At Planet Crucible we’re always wary of labeling a stock or sector the ‘next big thing’, as such pronouncements are just as likely to deliver the kiss of death.

Having said that, the radiological diagnostics sector has been on a tear, the result of improvements in artificial intelligence, internet cloud-based delivery and regulatory requirements for centralised and digitised patient records.

Oh, and we’re all getting older, which increases demand for the core product.

Awed shareholders in the home-grown, ASX-listed Pro Medicus (PME) have seen their investment emerge from small-cap status to a global provider now worth more than $3 billion.

Specialising in breast cancer diagnostics, the Kiwi-based Volpara Health Technologies (VHT) is now valued at around $350 million.

Mach7 Technologies (M7T) has emerged from nowhere at, well, mach speed and is now valued at $300 million.

(We covered this one on November 9 this year).

Tasks and exercises
1. In the passage on radiological diagnostics stocks, repeat word for word everything from "Having said that, the" down to "around $350 million.".
2. List every company in the passage on radiological diagnostics stocks that is given with a ticker code, along with that code.
The items after this point come from a separate, unrelated source.

Excerpted records
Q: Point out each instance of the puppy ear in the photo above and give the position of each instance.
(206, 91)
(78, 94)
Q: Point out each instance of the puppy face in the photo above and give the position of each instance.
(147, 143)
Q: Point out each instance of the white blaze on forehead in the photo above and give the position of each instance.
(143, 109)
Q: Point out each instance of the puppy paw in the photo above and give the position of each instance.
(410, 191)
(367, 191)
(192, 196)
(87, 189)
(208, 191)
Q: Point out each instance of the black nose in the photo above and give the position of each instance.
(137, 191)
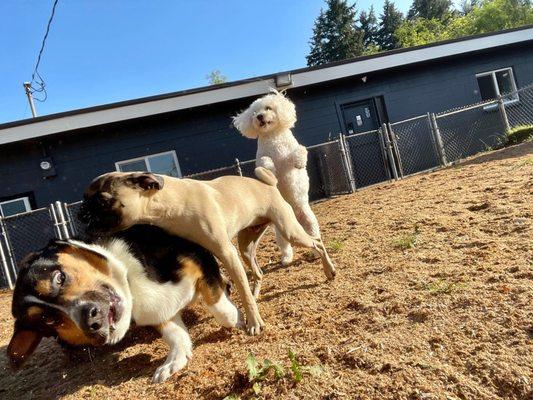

Responses by item number
1.
Having said that, the radiological diagnostics sector has been on a tear, the result of improvements in artificial intelligence, internet cloud-based delivery and regulatory requirements for centralised and digitised patient records.

Oh, and we’re all getting older, which increases demand for the core product.

Awed shareholders in the home-grown, ASX-listed Pro Medicus (PME) have seen their investment emerge from small-cap status to a global provider now worth more than $3 billion.

Specialising in breast cancer diagnostics, the Kiwi-based Volpara Health Technologies (VHT) is now valued at around $350 million.

2.
Pro Medicus (PME)
Volpara Health Technologies (VHT)
Mach7 Technologies (M7T)